(Source data)
* * * *
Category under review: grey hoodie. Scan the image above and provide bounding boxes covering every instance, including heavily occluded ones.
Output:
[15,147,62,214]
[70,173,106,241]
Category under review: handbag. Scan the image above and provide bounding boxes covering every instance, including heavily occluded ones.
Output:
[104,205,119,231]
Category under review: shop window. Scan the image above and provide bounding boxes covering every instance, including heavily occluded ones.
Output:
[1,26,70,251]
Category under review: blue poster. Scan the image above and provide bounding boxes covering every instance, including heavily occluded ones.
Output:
* * * *
INSTRUCTIONS TO FOLLOW: Output verbatim everything from the start of the entries down to the line containing "[104,205,119,231]", inclusive.

WORKED ANSWER:
Category under review: grey hoodie. Scan the image above and provide bounding boxes covering every instance, including heavily occluded ones.
Output:
[15,147,62,214]
[70,173,106,241]
Category under review: handbag. Scan the image above and provide bounding boxes covering every instance, including heavily occluded ones.
Output:
[104,205,119,231]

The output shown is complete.